* [Material supplied]

+++

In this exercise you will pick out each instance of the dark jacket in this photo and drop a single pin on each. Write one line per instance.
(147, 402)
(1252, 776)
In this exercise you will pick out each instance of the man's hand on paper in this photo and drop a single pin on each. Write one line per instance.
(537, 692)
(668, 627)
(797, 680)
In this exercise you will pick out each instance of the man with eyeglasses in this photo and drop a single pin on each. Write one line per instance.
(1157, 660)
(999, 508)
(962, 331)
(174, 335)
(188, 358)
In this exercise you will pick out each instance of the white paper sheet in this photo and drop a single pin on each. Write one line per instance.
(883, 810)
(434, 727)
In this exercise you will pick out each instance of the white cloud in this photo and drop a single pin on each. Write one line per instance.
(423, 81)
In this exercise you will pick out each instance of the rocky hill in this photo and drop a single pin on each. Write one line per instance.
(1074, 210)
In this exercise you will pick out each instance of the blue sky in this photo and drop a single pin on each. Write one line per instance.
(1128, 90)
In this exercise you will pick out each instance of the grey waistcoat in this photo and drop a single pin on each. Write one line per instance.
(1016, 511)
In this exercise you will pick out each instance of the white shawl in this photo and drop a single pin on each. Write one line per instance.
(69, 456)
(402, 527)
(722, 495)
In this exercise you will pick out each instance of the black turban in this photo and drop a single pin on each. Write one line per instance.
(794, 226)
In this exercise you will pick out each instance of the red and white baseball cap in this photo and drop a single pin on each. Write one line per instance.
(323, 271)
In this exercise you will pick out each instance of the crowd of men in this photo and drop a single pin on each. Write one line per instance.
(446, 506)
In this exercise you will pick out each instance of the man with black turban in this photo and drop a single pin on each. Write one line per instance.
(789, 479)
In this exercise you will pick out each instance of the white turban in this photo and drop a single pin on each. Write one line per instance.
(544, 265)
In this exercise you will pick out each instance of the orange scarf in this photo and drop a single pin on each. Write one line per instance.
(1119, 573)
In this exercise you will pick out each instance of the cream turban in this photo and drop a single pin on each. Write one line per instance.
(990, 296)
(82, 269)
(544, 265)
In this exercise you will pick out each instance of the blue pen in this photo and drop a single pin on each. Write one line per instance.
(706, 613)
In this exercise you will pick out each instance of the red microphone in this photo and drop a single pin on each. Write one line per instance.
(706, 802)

+++

* [Problem to work on]
Copy out every line of the material above, word for word and in the same order.

* [Written response]
In this exercise you will pick out each instance of the dark jacket in this photo and drop a single pin on each. Write one line per instance.
(147, 402)
(1252, 776)
In this exercise you will pick out each instance of the man's hand on paper in this photo and drop a single pin on each. Write one line per instance.
(537, 692)
(668, 627)
(797, 680)
In this exercise you will pick out each instance of the man with eyeglasses in this photo and drop a single pin on each. Write one line per instance.
(1157, 660)
(999, 508)
(962, 331)
(174, 335)
(188, 358)
In this exercise you will pick out each instance of the white paper sheet in this photo and drop a single pin on each. Write one line per instance.
(883, 810)
(434, 727)
In this exercise you will pick out each instance of the white cloud in this photo and drop a single pin on each. Write one line per instance.
(423, 81)
In this exercise you will pick out each instance of the rocky hill in this photo and drop a single pin on each. Write one line per instance.
(1074, 210)
In this exercise you will pick out each instance of the blue sky in this photo and drop a single pin on each. Write one line per instance.
(1128, 90)
In this exercise you will pick out each instance of the grey waistcoat in this photo and drop a single pin on each. Write one line per instance.
(1016, 511)
In this exercise you will pick out each instance of the white shawl in this photo and drop a single pin on each. Write one line per instance.
(69, 456)
(402, 527)
(722, 495)
In this exercise you will pick out each instance of the black turban in this photo and drop a single pin on each. Write one line per instance.
(794, 226)
In this exercise you will pick out each instance of the red and white baseball cap in this photo and drop a single pin on each. Write one line per instance.
(323, 271)
In this exercise you will pick out each instance of the crowd of men in this photo and drop a single pin on each. Write one line per instance.
(446, 506)
In this exercise you will pick out each instance of the man with black turban in this photo and drop a single pin on each. Write one line per instance.
(789, 479)
In this exercise you will pick out each instance of the white turban in this photo and drop a single pin on each. Write one line per instance.
(544, 265)
In this exercise you will pick out each instance of the orange scarf in this photo and drop a single pin on each. Write one line per instance.
(1119, 573)
In this exercise you will pick out each instance of the cream turban in this photo and drop a single pin on each. Write one line per instance.
(990, 296)
(82, 269)
(544, 265)
In this exercise you will pick out each instance of the blue pen in this photo and drop a single pin on each. Write one line per instance.
(706, 613)
In this exercise you will pick out each instance of the red microphone in this photo and drop a single pin on each. Write one line per instance.
(706, 802)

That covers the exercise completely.